▶ [Task details]
Locate and copy every line in the items below that contains the string "green", matching case exactly.
▶
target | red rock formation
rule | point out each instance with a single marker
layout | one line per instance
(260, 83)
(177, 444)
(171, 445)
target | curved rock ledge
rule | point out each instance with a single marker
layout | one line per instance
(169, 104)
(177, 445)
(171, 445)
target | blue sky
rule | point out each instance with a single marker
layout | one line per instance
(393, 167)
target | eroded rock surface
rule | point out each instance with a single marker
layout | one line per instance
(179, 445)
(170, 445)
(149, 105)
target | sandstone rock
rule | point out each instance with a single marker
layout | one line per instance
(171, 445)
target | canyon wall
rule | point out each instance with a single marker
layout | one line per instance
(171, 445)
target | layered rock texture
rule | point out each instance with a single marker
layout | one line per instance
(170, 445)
◀
▶
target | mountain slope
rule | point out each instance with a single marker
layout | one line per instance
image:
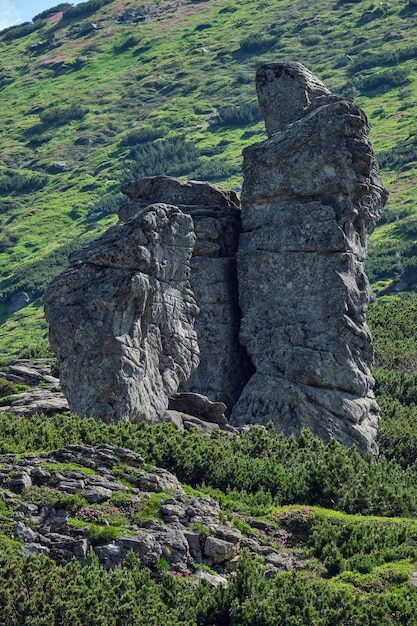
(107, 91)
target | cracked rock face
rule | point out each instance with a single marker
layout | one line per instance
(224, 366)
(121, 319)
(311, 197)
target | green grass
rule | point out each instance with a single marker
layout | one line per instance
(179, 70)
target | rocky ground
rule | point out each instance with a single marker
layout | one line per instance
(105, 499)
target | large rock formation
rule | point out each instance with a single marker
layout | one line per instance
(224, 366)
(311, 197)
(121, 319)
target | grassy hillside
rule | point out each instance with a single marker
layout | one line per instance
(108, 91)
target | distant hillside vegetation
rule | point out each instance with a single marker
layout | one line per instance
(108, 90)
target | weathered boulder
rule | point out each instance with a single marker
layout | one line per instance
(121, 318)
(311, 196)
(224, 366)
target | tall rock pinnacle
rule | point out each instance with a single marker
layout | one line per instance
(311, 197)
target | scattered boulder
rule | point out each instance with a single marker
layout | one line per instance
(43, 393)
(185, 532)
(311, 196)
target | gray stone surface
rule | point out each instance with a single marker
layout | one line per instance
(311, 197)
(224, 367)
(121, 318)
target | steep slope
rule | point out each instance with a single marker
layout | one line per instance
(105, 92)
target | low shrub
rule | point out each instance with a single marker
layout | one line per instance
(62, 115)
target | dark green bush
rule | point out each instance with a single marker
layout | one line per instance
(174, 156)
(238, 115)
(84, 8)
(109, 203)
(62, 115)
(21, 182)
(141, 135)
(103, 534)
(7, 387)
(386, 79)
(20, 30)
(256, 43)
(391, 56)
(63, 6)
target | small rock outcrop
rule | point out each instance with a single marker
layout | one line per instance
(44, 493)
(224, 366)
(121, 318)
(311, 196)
◀
▶ [Reply to the exercise]
target | green grass
target | dark green bush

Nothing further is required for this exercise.